* begin Exercise input *

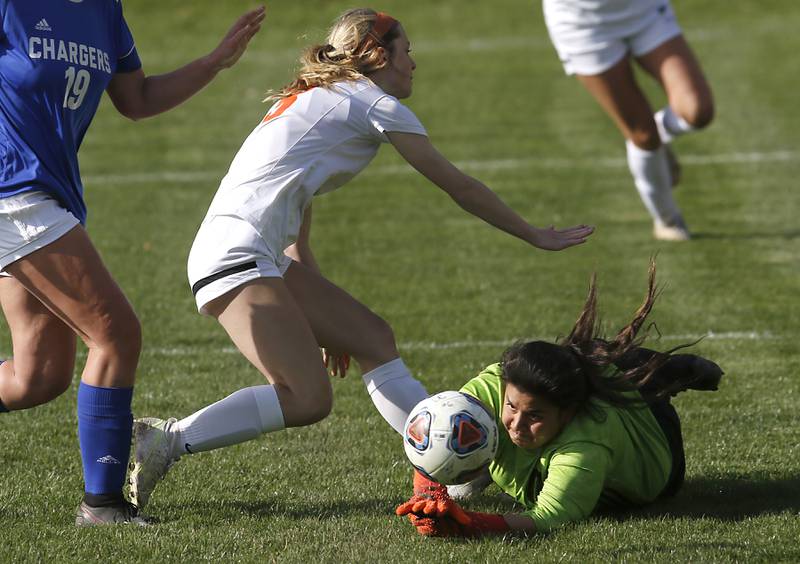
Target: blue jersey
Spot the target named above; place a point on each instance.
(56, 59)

* end Exercise input *
* begin Exercise input *

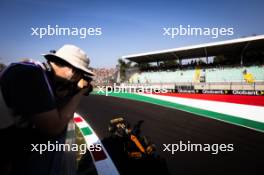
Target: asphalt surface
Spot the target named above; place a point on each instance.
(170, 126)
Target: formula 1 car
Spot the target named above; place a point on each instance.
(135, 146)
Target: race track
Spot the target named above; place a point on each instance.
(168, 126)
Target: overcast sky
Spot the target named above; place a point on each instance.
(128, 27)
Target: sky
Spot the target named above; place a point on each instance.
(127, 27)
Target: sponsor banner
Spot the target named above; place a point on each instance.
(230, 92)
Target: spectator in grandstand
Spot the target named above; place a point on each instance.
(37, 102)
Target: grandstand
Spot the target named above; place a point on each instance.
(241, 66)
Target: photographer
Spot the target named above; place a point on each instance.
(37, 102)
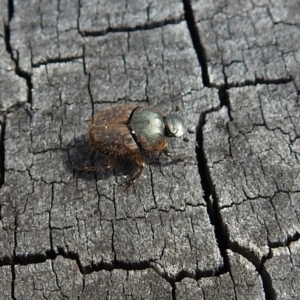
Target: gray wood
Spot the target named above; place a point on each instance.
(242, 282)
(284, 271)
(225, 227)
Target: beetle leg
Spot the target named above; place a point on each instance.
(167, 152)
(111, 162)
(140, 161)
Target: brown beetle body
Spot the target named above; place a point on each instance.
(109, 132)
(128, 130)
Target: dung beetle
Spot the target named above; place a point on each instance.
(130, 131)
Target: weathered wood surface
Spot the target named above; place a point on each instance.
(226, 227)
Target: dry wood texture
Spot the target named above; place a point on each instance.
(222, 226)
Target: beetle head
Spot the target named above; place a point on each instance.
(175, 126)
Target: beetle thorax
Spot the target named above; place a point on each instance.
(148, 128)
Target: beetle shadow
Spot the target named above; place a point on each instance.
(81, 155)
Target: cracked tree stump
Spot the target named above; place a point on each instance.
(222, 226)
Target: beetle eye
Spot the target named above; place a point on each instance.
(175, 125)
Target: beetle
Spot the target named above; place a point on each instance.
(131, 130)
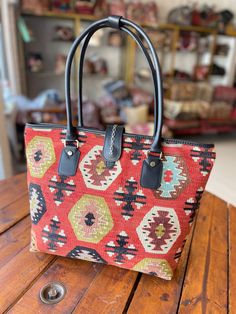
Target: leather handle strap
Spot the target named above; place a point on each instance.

* end Exercise input *
* begin Exercise input *

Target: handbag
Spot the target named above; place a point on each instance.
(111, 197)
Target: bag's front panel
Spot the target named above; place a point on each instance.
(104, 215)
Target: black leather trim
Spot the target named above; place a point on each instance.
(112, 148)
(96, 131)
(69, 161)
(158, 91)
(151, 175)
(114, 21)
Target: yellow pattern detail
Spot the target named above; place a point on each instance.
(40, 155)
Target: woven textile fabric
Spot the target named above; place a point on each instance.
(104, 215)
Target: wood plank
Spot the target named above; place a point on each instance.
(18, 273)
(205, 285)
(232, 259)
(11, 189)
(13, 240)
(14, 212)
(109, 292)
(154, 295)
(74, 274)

* end Exercise input *

How many lines in the data above contain the string "wood"? Reply with the number alone.

4